* Begin RECORDS FOR THIS EXERCISE *
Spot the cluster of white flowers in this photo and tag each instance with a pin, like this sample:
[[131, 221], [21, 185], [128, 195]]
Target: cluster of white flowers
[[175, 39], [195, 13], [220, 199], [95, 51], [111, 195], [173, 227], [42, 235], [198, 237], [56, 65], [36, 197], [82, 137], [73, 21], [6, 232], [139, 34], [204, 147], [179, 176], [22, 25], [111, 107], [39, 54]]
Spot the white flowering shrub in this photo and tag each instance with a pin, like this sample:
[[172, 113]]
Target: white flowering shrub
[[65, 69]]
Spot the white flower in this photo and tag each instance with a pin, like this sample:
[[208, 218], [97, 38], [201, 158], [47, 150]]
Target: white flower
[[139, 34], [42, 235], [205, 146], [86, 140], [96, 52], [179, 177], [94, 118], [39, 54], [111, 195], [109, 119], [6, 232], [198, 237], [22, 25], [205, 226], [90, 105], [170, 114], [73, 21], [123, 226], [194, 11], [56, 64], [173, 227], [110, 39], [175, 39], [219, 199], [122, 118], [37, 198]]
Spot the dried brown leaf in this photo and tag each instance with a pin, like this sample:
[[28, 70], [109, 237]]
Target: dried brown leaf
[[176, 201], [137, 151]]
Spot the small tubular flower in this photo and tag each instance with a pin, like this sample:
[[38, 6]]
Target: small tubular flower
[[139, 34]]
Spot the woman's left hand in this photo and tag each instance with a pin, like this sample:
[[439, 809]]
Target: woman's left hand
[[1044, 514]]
* End RECORDS FOR THIS EXERCISE *
* Begin RECORDS FOR THIS EXERCISE *
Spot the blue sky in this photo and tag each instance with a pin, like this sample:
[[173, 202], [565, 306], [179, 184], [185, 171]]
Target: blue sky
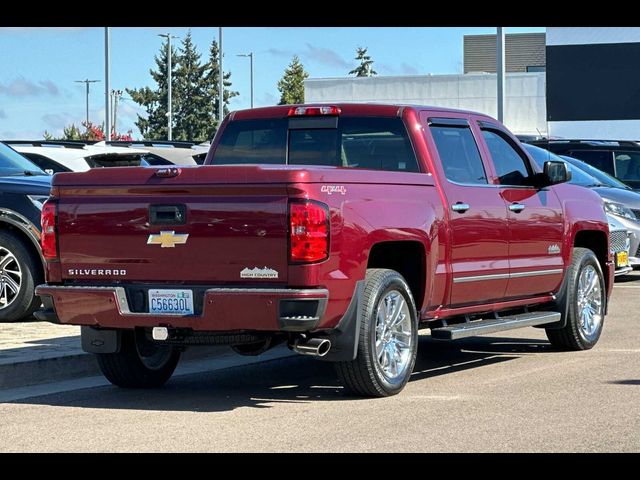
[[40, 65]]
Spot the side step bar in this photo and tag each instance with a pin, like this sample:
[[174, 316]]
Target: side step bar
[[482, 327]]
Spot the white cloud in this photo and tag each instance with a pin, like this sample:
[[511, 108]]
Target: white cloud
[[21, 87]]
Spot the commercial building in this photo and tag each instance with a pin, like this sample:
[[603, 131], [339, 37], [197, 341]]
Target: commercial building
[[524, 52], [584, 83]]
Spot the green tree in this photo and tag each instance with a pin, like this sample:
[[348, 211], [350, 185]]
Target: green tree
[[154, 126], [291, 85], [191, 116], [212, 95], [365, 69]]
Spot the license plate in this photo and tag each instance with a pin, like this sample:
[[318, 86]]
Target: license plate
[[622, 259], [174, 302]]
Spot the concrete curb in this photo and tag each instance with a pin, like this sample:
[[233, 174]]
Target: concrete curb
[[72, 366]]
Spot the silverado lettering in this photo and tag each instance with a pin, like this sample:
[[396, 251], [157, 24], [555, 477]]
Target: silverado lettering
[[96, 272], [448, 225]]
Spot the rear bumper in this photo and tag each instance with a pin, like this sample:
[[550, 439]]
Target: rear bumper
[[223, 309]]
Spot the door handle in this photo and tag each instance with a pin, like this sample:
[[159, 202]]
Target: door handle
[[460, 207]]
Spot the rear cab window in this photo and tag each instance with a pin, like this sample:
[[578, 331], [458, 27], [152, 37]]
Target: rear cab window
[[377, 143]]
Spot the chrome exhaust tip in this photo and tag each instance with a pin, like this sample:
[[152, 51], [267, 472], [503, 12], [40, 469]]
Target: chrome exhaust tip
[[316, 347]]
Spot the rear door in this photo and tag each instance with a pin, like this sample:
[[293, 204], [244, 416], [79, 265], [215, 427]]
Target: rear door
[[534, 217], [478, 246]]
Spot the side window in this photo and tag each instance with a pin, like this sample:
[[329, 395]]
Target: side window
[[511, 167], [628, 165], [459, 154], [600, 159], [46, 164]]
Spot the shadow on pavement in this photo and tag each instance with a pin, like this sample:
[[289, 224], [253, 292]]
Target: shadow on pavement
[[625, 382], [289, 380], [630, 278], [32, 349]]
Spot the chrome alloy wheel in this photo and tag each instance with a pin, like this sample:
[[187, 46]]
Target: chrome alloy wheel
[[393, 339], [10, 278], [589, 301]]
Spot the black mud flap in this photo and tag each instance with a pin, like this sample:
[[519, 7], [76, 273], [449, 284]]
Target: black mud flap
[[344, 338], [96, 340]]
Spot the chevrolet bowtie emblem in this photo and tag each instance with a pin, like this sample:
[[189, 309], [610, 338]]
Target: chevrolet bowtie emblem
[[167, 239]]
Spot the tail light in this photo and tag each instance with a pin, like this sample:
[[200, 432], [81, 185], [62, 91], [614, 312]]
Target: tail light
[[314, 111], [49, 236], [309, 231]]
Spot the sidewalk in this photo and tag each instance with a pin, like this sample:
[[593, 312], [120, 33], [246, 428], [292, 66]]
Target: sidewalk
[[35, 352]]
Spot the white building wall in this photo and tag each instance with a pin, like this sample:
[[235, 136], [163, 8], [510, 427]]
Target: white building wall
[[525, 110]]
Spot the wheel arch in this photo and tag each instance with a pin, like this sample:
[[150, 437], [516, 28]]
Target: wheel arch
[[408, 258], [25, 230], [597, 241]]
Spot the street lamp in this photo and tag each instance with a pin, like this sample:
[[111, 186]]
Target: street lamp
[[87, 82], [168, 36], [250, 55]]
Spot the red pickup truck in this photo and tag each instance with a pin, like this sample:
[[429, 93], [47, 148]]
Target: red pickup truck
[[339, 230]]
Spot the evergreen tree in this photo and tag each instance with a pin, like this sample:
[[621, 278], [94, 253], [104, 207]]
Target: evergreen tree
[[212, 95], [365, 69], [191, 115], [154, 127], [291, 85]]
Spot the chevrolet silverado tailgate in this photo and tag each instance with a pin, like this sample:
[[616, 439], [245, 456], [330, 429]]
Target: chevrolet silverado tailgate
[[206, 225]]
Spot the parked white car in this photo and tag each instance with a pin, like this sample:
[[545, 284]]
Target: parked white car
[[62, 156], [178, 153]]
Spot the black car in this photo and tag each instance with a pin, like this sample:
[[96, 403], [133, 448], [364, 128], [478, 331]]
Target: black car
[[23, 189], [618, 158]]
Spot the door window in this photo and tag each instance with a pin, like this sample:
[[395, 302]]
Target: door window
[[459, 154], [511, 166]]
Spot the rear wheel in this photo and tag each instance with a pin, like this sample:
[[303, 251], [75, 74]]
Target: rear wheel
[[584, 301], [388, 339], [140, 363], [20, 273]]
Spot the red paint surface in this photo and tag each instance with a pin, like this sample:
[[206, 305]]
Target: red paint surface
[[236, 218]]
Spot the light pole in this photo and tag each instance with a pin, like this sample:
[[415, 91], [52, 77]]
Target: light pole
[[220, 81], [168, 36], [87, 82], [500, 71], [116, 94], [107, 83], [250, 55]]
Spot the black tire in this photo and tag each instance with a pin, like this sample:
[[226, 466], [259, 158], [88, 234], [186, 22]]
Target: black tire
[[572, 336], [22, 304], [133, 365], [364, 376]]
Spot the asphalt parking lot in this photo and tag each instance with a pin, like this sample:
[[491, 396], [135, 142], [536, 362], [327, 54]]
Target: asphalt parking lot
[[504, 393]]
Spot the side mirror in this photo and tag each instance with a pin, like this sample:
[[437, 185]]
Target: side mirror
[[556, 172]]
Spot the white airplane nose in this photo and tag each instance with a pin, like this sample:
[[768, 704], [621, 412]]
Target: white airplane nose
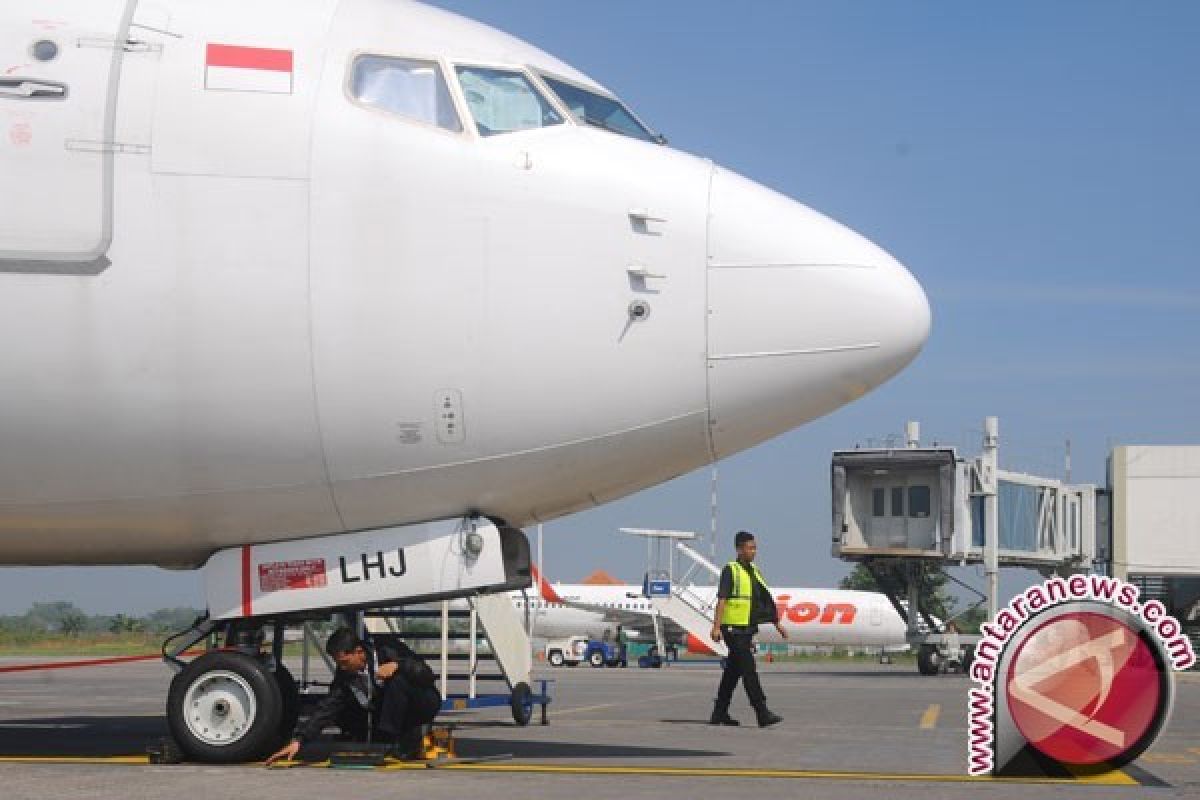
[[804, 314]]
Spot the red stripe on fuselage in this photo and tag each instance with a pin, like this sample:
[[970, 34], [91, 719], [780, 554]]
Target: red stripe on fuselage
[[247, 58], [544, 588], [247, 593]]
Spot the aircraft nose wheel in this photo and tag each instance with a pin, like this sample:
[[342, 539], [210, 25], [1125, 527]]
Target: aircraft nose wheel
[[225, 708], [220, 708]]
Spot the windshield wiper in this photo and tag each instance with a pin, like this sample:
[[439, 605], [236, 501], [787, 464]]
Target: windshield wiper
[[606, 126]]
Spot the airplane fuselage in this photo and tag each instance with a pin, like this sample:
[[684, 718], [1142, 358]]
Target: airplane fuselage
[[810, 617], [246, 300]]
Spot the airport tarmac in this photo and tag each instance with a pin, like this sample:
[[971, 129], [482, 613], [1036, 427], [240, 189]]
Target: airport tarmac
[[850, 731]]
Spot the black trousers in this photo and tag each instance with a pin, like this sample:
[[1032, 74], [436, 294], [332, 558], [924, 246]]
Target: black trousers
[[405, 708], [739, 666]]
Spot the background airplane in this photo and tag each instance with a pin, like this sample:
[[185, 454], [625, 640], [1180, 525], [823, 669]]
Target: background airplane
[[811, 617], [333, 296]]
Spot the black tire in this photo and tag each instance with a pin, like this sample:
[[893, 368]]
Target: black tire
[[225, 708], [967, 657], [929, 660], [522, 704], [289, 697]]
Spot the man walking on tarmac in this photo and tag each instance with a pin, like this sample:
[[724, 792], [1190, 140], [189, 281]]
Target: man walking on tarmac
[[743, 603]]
* End RECORDS FOR THIS EXERCISE *
* Begin RECORDS FOR THIS EXERCISE *
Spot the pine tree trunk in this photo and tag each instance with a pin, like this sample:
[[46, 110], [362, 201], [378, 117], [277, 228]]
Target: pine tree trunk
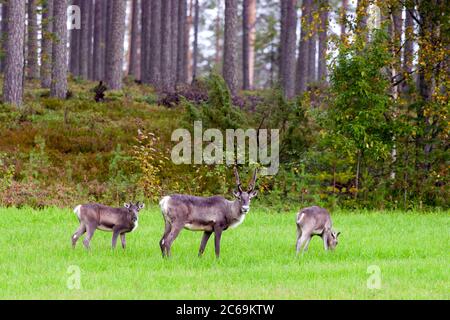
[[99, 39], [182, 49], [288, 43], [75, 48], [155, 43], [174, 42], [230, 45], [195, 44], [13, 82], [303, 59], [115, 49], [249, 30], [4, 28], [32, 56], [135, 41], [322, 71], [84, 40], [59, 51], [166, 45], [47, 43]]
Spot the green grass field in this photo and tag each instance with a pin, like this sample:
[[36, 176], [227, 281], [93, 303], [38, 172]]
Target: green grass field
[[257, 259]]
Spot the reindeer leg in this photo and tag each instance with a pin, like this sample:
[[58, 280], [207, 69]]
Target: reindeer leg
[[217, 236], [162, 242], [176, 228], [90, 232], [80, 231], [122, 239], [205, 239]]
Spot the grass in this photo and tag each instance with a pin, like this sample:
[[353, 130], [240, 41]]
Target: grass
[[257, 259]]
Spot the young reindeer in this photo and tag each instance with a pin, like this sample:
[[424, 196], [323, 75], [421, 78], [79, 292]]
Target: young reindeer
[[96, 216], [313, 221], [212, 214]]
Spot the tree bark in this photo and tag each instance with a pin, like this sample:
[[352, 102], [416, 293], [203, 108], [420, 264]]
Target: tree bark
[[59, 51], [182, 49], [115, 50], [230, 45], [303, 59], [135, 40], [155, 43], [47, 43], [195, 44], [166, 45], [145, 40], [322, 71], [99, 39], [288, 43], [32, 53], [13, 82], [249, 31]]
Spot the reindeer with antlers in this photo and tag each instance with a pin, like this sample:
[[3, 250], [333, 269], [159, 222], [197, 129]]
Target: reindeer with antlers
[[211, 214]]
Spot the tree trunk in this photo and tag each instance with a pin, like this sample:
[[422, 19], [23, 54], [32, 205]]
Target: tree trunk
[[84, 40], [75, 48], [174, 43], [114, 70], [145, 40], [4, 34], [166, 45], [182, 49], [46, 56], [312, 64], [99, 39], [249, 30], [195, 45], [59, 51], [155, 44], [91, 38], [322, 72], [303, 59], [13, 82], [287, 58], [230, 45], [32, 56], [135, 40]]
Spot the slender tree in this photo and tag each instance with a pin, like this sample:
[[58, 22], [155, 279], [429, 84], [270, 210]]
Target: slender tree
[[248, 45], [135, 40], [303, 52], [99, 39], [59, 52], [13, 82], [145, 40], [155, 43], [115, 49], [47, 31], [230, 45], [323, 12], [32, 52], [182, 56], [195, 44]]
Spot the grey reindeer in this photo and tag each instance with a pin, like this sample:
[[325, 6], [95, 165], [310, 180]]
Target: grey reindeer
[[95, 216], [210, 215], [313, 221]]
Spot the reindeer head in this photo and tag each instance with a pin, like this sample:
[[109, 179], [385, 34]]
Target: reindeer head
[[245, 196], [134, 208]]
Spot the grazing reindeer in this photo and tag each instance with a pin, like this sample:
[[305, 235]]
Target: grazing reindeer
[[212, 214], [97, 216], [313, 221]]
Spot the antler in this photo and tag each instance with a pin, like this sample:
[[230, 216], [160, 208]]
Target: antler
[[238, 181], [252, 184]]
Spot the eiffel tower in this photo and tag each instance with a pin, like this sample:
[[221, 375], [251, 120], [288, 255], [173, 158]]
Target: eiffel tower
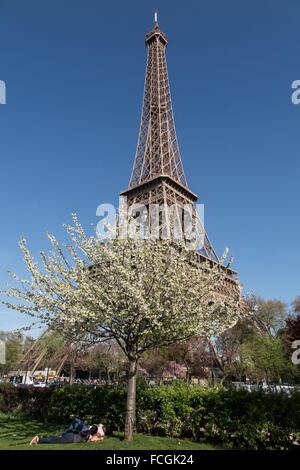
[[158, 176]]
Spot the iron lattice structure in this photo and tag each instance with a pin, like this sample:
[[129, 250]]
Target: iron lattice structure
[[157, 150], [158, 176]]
* End RECORDS FOR THIS EXERCISE *
- TASK PROMPT:
Substitute "wing mirror" for "side mirror" in the lines starting with the line containing "Spot the asphalt" and going on through the line containing "[[556, 172]]", keeping everything else the same. Return only those lines.

- RESPONSE BELOW:
Spot the asphalt parking lot in this photo and tag each instance with a pin, like this sample:
[[491, 396], [135, 142], [536, 362], [327, 54]]
Target: asphalt parking lot
[[504, 393]]
Spot the wing mirror in this photo and tag each instance with a pin, like this sample:
[[437, 185]]
Target: wing mirror
[[556, 172]]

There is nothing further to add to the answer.